---------- Provided entries

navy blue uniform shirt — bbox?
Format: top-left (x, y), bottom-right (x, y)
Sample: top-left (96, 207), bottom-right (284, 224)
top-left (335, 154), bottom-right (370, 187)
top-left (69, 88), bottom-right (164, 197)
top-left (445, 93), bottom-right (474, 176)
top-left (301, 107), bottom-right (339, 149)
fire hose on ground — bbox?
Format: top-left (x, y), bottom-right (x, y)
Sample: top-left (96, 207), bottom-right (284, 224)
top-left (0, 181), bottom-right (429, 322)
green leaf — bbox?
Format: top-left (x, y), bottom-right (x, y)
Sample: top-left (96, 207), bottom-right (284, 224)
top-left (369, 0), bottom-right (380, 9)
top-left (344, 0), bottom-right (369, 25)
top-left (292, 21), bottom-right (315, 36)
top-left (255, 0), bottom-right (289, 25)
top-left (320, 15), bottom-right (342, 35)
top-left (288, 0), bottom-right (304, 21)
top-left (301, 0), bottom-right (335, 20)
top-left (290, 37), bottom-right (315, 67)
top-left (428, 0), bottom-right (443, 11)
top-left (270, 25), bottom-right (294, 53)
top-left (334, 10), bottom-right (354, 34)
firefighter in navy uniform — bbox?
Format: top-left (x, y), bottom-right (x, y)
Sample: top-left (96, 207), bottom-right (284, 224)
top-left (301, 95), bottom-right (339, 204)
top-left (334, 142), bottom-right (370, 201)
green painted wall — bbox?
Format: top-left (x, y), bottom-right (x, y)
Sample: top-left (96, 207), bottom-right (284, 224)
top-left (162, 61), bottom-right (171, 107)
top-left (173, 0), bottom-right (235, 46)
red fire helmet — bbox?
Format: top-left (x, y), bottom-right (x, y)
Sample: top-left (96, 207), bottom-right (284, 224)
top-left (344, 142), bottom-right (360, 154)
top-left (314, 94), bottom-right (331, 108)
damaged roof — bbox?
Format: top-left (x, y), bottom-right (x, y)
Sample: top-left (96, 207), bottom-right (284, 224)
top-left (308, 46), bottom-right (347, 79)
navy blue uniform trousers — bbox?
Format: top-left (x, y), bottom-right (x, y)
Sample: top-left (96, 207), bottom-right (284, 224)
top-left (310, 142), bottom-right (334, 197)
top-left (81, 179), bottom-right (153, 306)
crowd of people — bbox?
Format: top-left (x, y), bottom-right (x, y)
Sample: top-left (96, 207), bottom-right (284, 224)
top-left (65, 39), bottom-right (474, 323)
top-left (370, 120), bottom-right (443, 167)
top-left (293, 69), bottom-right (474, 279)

--------------------

[Instructions for the task] Return every line above verbatim, changing nothing.

[Task answer]
navy blue uniform shirt — bbox?
Format: top-left (x, y), bottom-right (x, y)
Sample: top-left (96, 207), bottom-right (284, 224)
top-left (335, 154), bottom-right (370, 187)
top-left (69, 88), bottom-right (164, 197)
top-left (445, 93), bottom-right (474, 176)
top-left (301, 107), bottom-right (339, 149)
fire hose on ground — bbox?
Format: top-left (x, y), bottom-right (x, y)
Sample: top-left (96, 207), bottom-right (284, 224)
top-left (0, 181), bottom-right (429, 322)
green leaf — bbox?
Format: top-left (x, y), bottom-right (x, y)
Sample: top-left (96, 207), bottom-right (284, 224)
top-left (369, 0), bottom-right (380, 9)
top-left (344, 0), bottom-right (369, 25)
top-left (292, 21), bottom-right (315, 36)
top-left (255, 0), bottom-right (289, 25)
top-left (320, 15), bottom-right (342, 35)
top-left (288, 0), bottom-right (304, 21)
top-left (301, 0), bottom-right (335, 20)
top-left (290, 37), bottom-right (315, 67)
top-left (428, 0), bottom-right (443, 11)
top-left (270, 25), bottom-right (294, 53)
top-left (334, 10), bottom-right (354, 34)
firefighter in navy uniform — bbox?
Format: top-left (x, y), bottom-right (x, y)
Sample: top-left (96, 207), bottom-right (284, 224)
top-left (301, 95), bottom-right (339, 204)
top-left (334, 142), bottom-right (370, 201)
green painted wall — bbox?
Format: top-left (x, y), bottom-right (x, y)
Sample: top-left (96, 207), bottom-right (284, 224)
top-left (162, 61), bottom-right (171, 107)
top-left (173, 0), bottom-right (235, 46)
red fire helmet — bbox?
Format: top-left (x, y), bottom-right (x, y)
Sample: top-left (96, 207), bottom-right (284, 224)
top-left (344, 142), bottom-right (360, 154)
top-left (314, 94), bottom-right (331, 108)
damaged roof — bbox?
Format: top-left (x, y), bottom-right (x, y)
Sample: top-left (96, 207), bottom-right (284, 224)
top-left (308, 46), bottom-right (347, 79)
navy blue uniform trousers — bbox?
Format: top-left (x, y), bottom-right (x, y)
Sample: top-left (96, 207), bottom-right (284, 224)
top-left (310, 142), bottom-right (334, 197)
top-left (81, 179), bottom-right (153, 306)
crowd of people — bbox?
Format: top-left (x, y), bottom-right (x, y)
Sample: top-left (96, 207), bottom-right (284, 224)
top-left (65, 39), bottom-right (474, 323)
top-left (370, 120), bottom-right (443, 167)
top-left (293, 69), bottom-right (474, 279)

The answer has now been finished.